* Task:
Rewrite the lines below as a Markdown table with the columns Row and Line text, starting at the line that contains "Guideline: for each instance of the grass" and ending after the final line. Number each row and leave out any blank lines.

Start

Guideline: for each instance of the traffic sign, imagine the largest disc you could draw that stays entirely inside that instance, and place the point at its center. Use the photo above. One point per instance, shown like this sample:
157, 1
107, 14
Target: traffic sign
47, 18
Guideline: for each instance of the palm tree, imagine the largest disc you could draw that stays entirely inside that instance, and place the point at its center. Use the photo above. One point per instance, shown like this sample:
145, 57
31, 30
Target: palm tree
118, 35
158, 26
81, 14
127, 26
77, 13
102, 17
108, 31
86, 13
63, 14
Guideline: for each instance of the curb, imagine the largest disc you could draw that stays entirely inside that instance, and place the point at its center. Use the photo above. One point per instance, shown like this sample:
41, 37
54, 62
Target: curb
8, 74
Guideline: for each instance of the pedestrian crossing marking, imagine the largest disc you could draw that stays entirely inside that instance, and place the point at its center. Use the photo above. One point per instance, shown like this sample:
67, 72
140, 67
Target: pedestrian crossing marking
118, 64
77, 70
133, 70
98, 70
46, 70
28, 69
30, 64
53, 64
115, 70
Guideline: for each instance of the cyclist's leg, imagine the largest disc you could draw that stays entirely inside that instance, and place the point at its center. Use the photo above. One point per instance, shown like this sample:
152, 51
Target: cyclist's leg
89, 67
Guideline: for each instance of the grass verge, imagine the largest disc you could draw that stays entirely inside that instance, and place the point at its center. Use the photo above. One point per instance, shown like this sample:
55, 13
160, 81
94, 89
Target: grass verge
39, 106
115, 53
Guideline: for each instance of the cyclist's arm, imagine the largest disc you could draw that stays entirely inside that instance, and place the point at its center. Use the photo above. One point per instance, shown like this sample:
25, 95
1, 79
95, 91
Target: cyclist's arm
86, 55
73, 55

End

* Solution for this exercise:
| Row | Line text |
|---|---|
| 1 | Guideline: for each instance of the grass verge, imagine the largest disc you could draw that stays entirely inside that instance, and place the point at its center. Use the photo above. One point per instance, shown like this sample: |
| 2 | 55, 13 |
| 3 | 160, 81 |
| 4 | 94, 89 |
| 5 | Target: grass verge |
| 6 | 39, 106 |
| 7 | 115, 53 |
| 8 | Guideline: for each instance of the cyclist's arm, imagine the largest disc you could draw that stays entirely inside that instance, and place the point at its center. Use the photo above. One point per instance, shown like this sample: |
| 9 | 25, 95 |
| 10 | 1, 79 |
| 11 | 95, 91 |
| 12 | Target: cyclist's arm |
| 13 | 86, 55 |
| 14 | 73, 55 |